Aim of the exercise
Recast all the rows below as a JSON list of strings, one string per line, leaving out any blank lines.

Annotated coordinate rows
^^^^

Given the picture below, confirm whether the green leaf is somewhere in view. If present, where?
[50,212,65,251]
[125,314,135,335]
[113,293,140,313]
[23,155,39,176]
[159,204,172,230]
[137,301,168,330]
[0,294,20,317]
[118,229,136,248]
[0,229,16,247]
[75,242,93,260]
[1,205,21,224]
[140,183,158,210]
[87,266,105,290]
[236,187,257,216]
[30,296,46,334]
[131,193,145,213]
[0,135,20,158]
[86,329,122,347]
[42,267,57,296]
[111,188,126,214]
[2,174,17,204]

^^^^

Result of this exercise
[
  "Given the picture below, confirm whether the green leaf is somewhere in view. If present, where?",
  "[50,212,65,251]",
  "[125,314,135,335]",
  "[113,293,140,313]",
  "[23,155,39,176]",
  "[159,204,172,230]",
  "[137,301,168,330]",
  "[0,294,20,317]",
  "[118,229,136,248]",
  "[0,229,16,247]",
  "[75,242,93,260]",
  "[1,205,21,224]",
  "[140,183,158,210]",
  "[87,266,105,290]",
  "[236,187,257,216]",
  "[30,296,46,334]",
  "[131,193,145,213]",
  "[0,135,20,158]",
  "[86,329,122,347]",
  "[42,267,57,296]",
  "[111,188,126,214]",
  "[2,174,17,204]"
]